WHAT THE TASK ASKS.
Extend the open letter below about the teaching of Africa in African Studies, starting after its last sentence.

PAGE EXTRACT.
....

Searching For Africa In African Studies: An Open Letter To Teachers Of Africa

This letter was originally written in 2018 and therefore certain examples have been left for consistency in the examples, but it has been reformulated to capture contemporary developments around the issue of decolonising education.

Students in the African Studies Masters at a London university (2017–2018) experienced numerous challenges related to the structure, content, and way in which Africa was taught at the university and resolved to write an open letter to their department outlining these issues in order to open the possibility of having them addressed. Our positionality is that we are women of African descent representing different corners of the continent and the African Diaspora, diverse in our socio-economic backgrounds, religions, and sexualities—we speak from the intersectionality of all these identities. We recognise that these challenges are not limited to our African Studies programme or other Africa-focused classes we took at the university. These challenges are present in classes that use Africa as a pedagogic problem and teach Africa ahistorically and apolitically.

....

DATA EXTRACT.

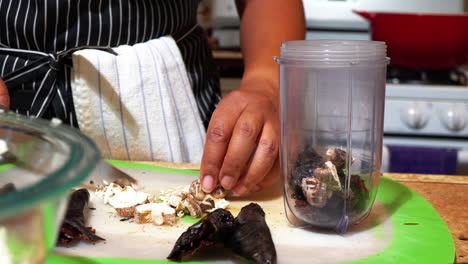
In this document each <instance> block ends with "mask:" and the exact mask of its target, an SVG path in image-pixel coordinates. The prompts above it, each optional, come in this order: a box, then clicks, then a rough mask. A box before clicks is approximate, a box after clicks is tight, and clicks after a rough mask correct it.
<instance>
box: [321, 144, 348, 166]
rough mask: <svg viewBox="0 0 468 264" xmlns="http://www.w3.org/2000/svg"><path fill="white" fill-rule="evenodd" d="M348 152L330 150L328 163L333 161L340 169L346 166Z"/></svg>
mask: <svg viewBox="0 0 468 264" xmlns="http://www.w3.org/2000/svg"><path fill="white" fill-rule="evenodd" d="M346 154H347V153H346V151H344V150H341V149H339V148H335V149H329V150H327V152H326V156H327V161H331V162H332V163H333V165H335V166H336V167H337V168H338V169H343V168H344V167H345V166H346Z"/></svg>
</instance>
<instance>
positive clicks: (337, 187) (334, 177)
mask: <svg viewBox="0 0 468 264" xmlns="http://www.w3.org/2000/svg"><path fill="white" fill-rule="evenodd" d="M325 166H327V168H328V169H329V170H330V172H331V175H332V177H333V180H334V181H335V182H334V185H333V186H336V189H337V190H334V191H340V190H341V183H340V178H339V177H338V172H337V171H336V167H335V165H333V163H331V162H330V161H327V162H325Z"/></svg>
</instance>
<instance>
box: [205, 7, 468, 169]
mask: <svg viewBox="0 0 468 264" xmlns="http://www.w3.org/2000/svg"><path fill="white" fill-rule="evenodd" d="M303 3H304V9H305V15H306V26H307V32H306V39H357V40H369V39H370V34H369V30H368V23H367V22H366V21H365V20H364V19H363V18H361V17H359V16H357V15H356V14H354V13H353V12H352V10H353V9H360V10H368V11H390V12H393V11H397V12H436V13H443V12H448V13H457V12H463V10H464V6H463V1H462V0H454V1H439V0H414V1H400V0H398V1H386V0H341V1H336V0H307V1H305V0H304V1H303ZM212 22H213V37H214V38H216V39H217V40H218V43H219V48H221V49H222V48H225V49H234V50H238V49H239V20H238V16H237V12H236V8H235V5H234V1H214V6H213V18H212ZM466 69H468V68H466ZM467 76H468V75H467V73H466V72H464V70H462V68H457V69H439V70H428V69H409V68H401V67H392V66H389V67H388V71H387V85H386V102H385V118H384V145H387V146H389V148H386V147H384V155H383V158H382V159H383V162H382V168H383V171H390V172H415V171H392V170H390V169H391V167H392V166H391V165H392V164H391V163H393V160H394V159H393V158H392V156H393V157H395V156H396V155H399V154H405V155H400V156H405V157H408V156H411V155H406V154H407V153H399V154H396V155H394V154H392V153H391V151H390V152H389V151H388V150H389V149H392V147H395V146H396V147H408V148H409V150H408V151H411V148H412V147H414V151H418V152H415V153H418V154H416V155H415V159H414V162H415V163H418V162H419V163H420V164H422V165H421V166H422V167H424V166H425V165H426V164H428V163H430V161H429V162H428V161H427V160H425V159H426V157H429V158H434V155H433V154H434V153H436V152H434V151H433V150H434V149H439V150H440V153H441V155H443V153H444V151H446V152H452V153H453V152H456V165H457V166H456V171H453V170H450V173H456V174H462V175H468V82H467ZM222 81H223V80H222ZM236 83H238V82H236ZM222 85H223V84H222ZM231 86H232V87H235V88H237V87H238V85H231ZM421 147H424V148H428V149H429V148H431V151H428V153H429V152H430V153H432V154H431V155H432V157H430V155H429V154H427V155H426V154H425V153H423V154H421V153H420V152H419V151H420V150H421V149H422V148H421ZM393 149H395V148H393ZM394 153H395V152H394ZM435 156H437V155H435ZM436 158H437V157H436ZM424 162H425V163H424ZM389 164H390V165H389ZM413 165H414V164H410V166H409V167H416V166H415V165H414V166H413ZM418 172H421V173H432V172H431V171H430V170H428V171H418ZM442 173H443V172H442ZM442 173H441V174H442Z"/></svg>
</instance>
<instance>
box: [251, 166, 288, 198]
mask: <svg viewBox="0 0 468 264" xmlns="http://www.w3.org/2000/svg"><path fill="white" fill-rule="evenodd" d="M280 172H281V171H280V162H279V157H278V158H277V159H276V161H275V163H274V165H273V167H272V168H271V169H270V171H268V174H267V175H266V176H265V177H264V178H263V179H262V181H261V182H260V183H258V184H257V185H256V186H255V189H253V190H252V192H259V191H262V190H265V189H266V188H268V187H270V186H271V185H273V184H274V183H276V182H277V181H278V180H279V178H280V175H281V174H280Z"/></svg>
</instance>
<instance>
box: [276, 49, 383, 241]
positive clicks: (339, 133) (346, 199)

....

TASK ANSWER.
After sharing this letter with the university department, we were dismissed and attacked by the institution’s professors. University administration attempted to host a mediation to alleviate this situation but we felt that the framing of the mediation was insensitive to racial stereotypes of Black women. We, therefore, declined to participate and suggested that the anti-racist and anti-oppression training be exclusively for the professors. These events have given us added impetus to publish this letter in a public forum where all scholars of Africa can engage with the issues raised. We also share this letter in the hopes that it will encourage and add to the campaign to decolonise the university and decolonise knowledge, including but not limited to broadening the diversity of voices represented in the academy.

This letter arises from the challenges we have faced as women of African descent navigating an African Studies Masters, and therefore uses examples from the master's programme. However, this letter is intended to highlight challenges which we know to be present in all of academia and in other education institutions so that all persons who are teaching (Africa) will reflect on and address these issues in their research, scholarship, and instruction.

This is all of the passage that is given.